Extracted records
───

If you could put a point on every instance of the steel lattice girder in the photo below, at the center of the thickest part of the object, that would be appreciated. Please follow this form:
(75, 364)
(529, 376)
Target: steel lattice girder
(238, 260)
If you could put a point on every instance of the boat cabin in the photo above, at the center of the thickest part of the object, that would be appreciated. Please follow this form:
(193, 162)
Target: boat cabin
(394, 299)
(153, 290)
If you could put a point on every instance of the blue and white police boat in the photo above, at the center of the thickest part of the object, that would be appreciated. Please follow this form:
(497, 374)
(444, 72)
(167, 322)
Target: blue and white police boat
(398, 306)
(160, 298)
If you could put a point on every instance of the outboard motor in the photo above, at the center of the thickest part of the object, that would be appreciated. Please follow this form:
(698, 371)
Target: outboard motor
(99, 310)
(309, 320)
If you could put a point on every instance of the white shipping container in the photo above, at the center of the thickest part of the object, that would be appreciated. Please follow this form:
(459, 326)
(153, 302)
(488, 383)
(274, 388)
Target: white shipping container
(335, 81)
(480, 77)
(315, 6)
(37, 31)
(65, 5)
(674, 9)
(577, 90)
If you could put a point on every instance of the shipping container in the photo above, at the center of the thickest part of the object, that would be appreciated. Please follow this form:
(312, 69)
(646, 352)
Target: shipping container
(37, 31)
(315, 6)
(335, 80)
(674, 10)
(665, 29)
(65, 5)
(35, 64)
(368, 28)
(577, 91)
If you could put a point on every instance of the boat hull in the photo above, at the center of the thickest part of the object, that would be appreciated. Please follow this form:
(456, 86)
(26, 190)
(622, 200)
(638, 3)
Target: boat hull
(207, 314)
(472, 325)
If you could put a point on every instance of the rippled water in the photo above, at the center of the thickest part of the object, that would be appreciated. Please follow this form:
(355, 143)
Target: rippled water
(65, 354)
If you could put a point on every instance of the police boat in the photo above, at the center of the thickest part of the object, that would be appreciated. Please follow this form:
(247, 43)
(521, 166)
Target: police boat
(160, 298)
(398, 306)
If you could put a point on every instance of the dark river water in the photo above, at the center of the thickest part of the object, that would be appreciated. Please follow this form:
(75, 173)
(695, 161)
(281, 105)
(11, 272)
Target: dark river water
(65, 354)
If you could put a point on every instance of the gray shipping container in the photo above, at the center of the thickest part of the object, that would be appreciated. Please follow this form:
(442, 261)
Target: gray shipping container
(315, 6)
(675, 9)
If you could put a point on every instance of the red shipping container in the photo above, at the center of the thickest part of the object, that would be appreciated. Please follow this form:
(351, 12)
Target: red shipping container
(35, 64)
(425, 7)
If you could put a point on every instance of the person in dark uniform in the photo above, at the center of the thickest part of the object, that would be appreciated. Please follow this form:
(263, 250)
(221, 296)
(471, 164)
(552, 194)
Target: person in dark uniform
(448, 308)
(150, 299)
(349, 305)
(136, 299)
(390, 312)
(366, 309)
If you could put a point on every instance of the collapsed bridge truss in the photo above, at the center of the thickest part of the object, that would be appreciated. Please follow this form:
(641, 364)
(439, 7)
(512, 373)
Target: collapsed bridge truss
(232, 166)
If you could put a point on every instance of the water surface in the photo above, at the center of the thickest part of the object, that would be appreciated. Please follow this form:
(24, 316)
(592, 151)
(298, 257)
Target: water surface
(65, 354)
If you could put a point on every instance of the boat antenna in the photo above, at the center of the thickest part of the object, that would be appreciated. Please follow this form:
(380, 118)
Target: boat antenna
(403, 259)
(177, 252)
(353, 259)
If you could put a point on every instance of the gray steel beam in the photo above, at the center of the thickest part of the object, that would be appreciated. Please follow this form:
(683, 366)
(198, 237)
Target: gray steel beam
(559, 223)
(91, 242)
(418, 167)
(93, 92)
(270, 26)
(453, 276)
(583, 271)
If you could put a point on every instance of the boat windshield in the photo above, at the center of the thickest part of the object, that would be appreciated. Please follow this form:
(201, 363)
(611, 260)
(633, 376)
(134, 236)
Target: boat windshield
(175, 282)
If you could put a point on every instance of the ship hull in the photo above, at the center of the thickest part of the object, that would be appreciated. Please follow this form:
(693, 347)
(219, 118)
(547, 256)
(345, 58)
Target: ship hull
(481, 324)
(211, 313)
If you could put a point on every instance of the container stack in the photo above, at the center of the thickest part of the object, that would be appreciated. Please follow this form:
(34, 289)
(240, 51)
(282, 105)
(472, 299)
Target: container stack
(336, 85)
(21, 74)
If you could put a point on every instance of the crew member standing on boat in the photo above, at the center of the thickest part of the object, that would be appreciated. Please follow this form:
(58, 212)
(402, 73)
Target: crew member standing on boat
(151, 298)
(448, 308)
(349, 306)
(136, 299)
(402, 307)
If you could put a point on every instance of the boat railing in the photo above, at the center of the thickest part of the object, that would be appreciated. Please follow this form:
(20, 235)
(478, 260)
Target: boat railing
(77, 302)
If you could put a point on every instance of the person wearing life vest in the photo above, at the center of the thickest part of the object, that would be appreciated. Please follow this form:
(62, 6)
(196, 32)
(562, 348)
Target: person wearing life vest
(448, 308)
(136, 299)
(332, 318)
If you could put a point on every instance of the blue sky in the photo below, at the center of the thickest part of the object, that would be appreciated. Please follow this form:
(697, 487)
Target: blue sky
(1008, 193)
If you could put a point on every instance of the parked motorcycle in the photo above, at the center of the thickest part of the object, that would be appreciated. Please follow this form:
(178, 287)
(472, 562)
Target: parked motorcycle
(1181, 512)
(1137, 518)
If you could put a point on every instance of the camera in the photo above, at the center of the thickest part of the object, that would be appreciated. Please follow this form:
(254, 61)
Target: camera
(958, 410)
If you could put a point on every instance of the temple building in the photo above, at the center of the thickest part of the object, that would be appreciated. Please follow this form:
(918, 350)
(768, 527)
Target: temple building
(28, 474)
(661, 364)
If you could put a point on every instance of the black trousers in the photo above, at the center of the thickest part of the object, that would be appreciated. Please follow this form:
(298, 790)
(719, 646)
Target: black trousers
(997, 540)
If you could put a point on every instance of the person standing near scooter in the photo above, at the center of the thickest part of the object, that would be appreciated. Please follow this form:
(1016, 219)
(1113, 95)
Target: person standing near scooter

───

TO DO -
Can you give every line of the records above as a Markdown table with the columns "No." and "Line", numbering each line in order and leaving out blank lines?

SOLUTION FOR THIS EXERCISE -
| No. | Line |
|---|---|
| 1 | If you could put a point on every instance of the steel lattice girder in the photo below, at the center of the thickest part of the object, that would be appreciated. Please follow this form: |
| 2 | (75, 364) |
| 3 | (529, 376) |
| 4 | Target: steel lattice girder |
| 5 | (238, 260) |
| 6 | If you could put a point on every instance of the boat cabin in the photo above, at the center of the thickest part of the object, that would be appreciated. Please follow this form: |
| 7 | (193, 162) |
| 8 | Target: boat cabin |
| 9 | (394, 299) |
| 10 | (153, 290) |
| 11 | If you could put a point on every instance of the blue and white police boat in the photo above, at the center of the thickest part of the object, that would be appreciated. Please follow this form: |
| 12 | (497, 374) |
| 13 | (444, 72) |
| 14 | (167, 322) |
| 15 | Target: blue and white police boat |
| 16 | (398, 306) |
| 17 | (160, 298) |
| 18 | If you could put a point on every instance of the outboard motor in the photo above, at the center of the thickest part of the object, that would be appreciated. Please follow this form: |
| 19 | (698, 371) |
| 20 | Target: outboard motor |
| 21 | (99, 310) |
| 22 | (309, 320) |
| 23 | If you could put a point on every instance of the white shipping container in the photo above, at the center of the thickest part of the object, that would be appreciated. Please follow this form: |
| 24 | (459, 326) |
| 25 | (153, 302) |
| 26 | (488, 383) |
| 27 | (274, 388) |
| 28 | Target: white shipping container |
| 29 | (335, 81) |
| 30 | (480, 77) |
| 31 | (315, 6) |
| 32 | (37, 31) |
| 33 | (65, 5) |
| 34 | (674, 9) |
| 35 | (577, 90) |
| 36 | If you could put a point on every instance of the shipping container in the photo above, at the center of the thickest part of the object, that would be appreciated. Please follow this form: |
| 37 | (312, 69) |
| 38 | (646, 352) |
| 39 | Target: shipping container |
| 40 | (37, 31) |
| 41 | (315, 6) |
| 42 | (335, 80) |
| 43 | (674, 10) |
| 44 | (665, 29) |
| 45 | (65, 5) |
| 46 | (35, 64) |
| 47 | (368, 28) |
| 48 | (577, 91) |
| 49 | If you could put a point on every instance of the boat hull in the photo above, at the center of the thickest part of the object, that would be appreciated. Please follow this form: |
| 50 | (456, 86) |
| 51 | (26, 190) |
| 52 | (622, 200) |
| 53 | (638, 3) |
| 54 | Target: boat hull |
| 55 | (207, 314) |
| 56 | (472, 325) |
| 57 | If you could put a point on every instance of the rippled water in the photo above, at the center of the thickest part of the object, that would be appreciated. Please follow this form: |
| 58 | (355, 143) |
| 59 | Target: rippled water |
| 60 | (65, 354) |
| 61 | If you could put a point on every instance of the police boat in the photo above, at the center of the thickest part of the object, that would be appreciated. Please follow this form: |
| 62 | (247, 43) |
| 63 | (521, 166) |
| 64 | Target: police boat |
| 65 | (160, 298) |
| 66 | (398, 306) |
| 67 | If you could put a point on every instance of the dark river water in the photo above, at the center of the thickest part of the object, that would be appreciated. Please follow this form: |
| 68 | (75, 173) |
| 69 | (695, 161) |
| 70 | (281, 105) |
| 71 | (11, 272) |
| 72 | Target: dark river water |
| 73 | (65, 354) |
| 74 | If you could put a point on every instance of the gray shipping container in the photo above, at the center of the thickest part of the object, that would be appreciated. Please follow this form: |
| 75 | (442, 261) |
| 76 | Target: gray shipping container |
| 77 | (315, 6) |
| 78 | (675, 9) |
| 79 | If you could put a point on every instance of the red shipping container in the photo above, at the center of the thickest part of the object, that would be appreciated. Please follow this form: |
| 80 | (351, 12) |
| 81 | Target: red shipping container |
| 82 | (35, 64) |
| 83 | (425, 7) |
| 84 | If you could put a point on every instance of the person in dark uniform in the photo above, at the center of the thickest part of the object, that would be appreciated. Please follow this form: |
| 85 | (263, 250) |
| 86 | (221, 296) |
| 87 | (471, 164) |
| 88 | (552, 194) |
| 89 | Target: person in dark uniform |
| 90 | (448, 308) |
| 91 | (150, 299) |
| 92 | (349, 305) |
| 93 | (136, 299) |
| 94 | (390, 312) |
| 95 | (366, 309) |
| 96 | If you could put a point on every instance of the collapsed bridge truss in the photo above, at the center of the thickest part of the object, that would be appreciated. Please follow this form: |
| 97 | (641, 364) |
| 98 | (439, 7) |
| 99 | (512, 373) |
| 100 | Target: collapsed bridge truss |
| 101 | (232, 166) |
| 102 | If you could put a point on every instance of the water surface in the photo above, at the center of the thickest part of the object, that would be appreciated. Please follow this form: |
| 103 | (24, 316) |
| 104 | (592, 151) |
| 105 | (298, 257) |
| 106 | Target: water surface |
| 107 | (65, 354) |
| 108 | If you could put a point on every instance of the boat antenna in the photo above, at the center of the thickest part of the object, that would be appreciated. Please follow this form: |
| 109 | (380, 118) |
| 110 | Target: boat antenna |
| 111 | (403, 259) |
| 112 | (177, 252) |
| 113 | (353, 259) |
| 114 | If you could put a point on every instance of the gray steel beam in the photo above, at the center of the thickest part of the object, that would be appreciated. Please follow this form: |
| 115 | (683, 366) |
| 116 | (198, 237) |
| 117 | Target: gray steel beam |
| 118 | (559, 223) |
| 119 | (91, 242) |
| 120 | (418, 167) |
| 121 | (93, 92) |
| 122 | (270, 26) |
| 123 | (453, 276) |
| 124 | (583, 271) |
| 125 | If you could put a point on every instance of the boat windshield in the photo above, at the center of the thickest part of the object, that would be appreciated. Please follow this form: |
| 126 | (201, 363) |
| 127 | (611, 260) |
| 128 | (633, 376) |
| 129 | (134, 236) |
| 130 | Target: boat windshield |
| 131 | (175, 282) |
| 132 | If you could put a point on every instance of the ship hull in the photo above, at the center of the thickest part of the object, that would be appreciated. Please follow this form: |
| 133 | (693, 347) |
| 134 | (219, 118) |
| 135 | (547, 256) |
| 136 | (345, 58) |
| 137 | Target: ship hull |
| 138 | (481, 324) |
| 139 | (211, 313) |
| 140 | If you could put a point on every instance of the container stack in the photo above, at the center of the thickest part of the object, that would be appreciated. Please follow this form: |
| 141 | (34, 289) |
| 142 | (240, 51) |
| 143 | (282, 105) |
| 144 | (472, 299) |
| 145 | Target: container stack |
| 146 | (336, 85) |
| 147 | (21, 74) |
| 148 | If you could put a point on every instance of the crew member standing on boat in the photo above, at the center of the thickest part of the object, that would be appreciated. Please follow this form: |
| 149 | (58, 212) |
| 150 | (402, 73) |
| 151 | Target: crew member standing on boat |
| 152 | (151, 298) |
| 153 | (448, 308) |
| 154 | (349, 306) |
| 155 | (136, 299) |
| 156 | (402, 307) |
| 157 | If you could put a point on every instance of the boat railing in the photo above, at the center of the thickest part of the object, that would be appreciated. Please follow this form: |
| 158 | (20, 235) |
| 159 | (478, 260) |
| 160 | Target: boat railing |
| 161 | (77, 302) |
| 162 | If you could put a point on every instance of the person wearing life vest in the photo above, at the center of the thickest part of the object, that would be appreciated. Please follow this form: |
| 163 | (62, 6) |
| 164 | (196, 32) |
| 165 | (562, 348) |
| 166 | Target: person wearing life vest |
| 167 | (448, 308) |
| 168 | (136, 299) |
| 169 | (332, 318) |
| 170 | If you could put a point on every instance of the blue sky in the photo below, at the center of the thickest part of the object, that would be appreciated. Please follow this form: |
| 171 | (697, 487) |
| 172 | Target: blue sky |
| 173 | (1008, 193) |
| 174 | If you could put a point on every instance of the parked motorcycle in the photo above, at the center of the thickest part of the object, that would be appreciated. Please follow this form: |
| 175 | (178, 287) |
| 176 | (472, 562) |
| 177 | Target: parked motorcycle |
| 178 | (1181, 512) |
| 179 | (1137, 518) |
| 180 | If you could put a point on every instance of the camera in the photo above, at the center of the thickest part of the object, that would be appreciated. Please follow this form: |
| 181 | (254, 61) |
| 182 | Target: camera |
| 183 | (958, 410) |
| 184 | If you could put a point on every instance of the temple building in the photo above, at the center of the thickest part of the object, that would be appreciated. Please follow this form: |
| 185 | (918, 350) |
| 186 | (768, 527) |
| 187 | Target: temple building |
| 188 | (28, 474) |
| 189 | (661, 364) |
| 190 | If you could put a point on every instance of the black trousers in the photo above, at the center of the thickest part of the object, that would be appreciated. Please follow this form: |
| 191 | (298, 790) |
| 192 | (719, 646) |
| 193 | Target: black trousers |
| 194 | (997, 540) |
| 195 | If you could put a point on every instance of the person standing near scooter in the photo above, at the center of the thickest part of the object, that would be appreciated. Please follow this form: |
| 196 | (1016, 219) |
| 197 | (1113, 95) |
| 198 | Target: person standing near scooter |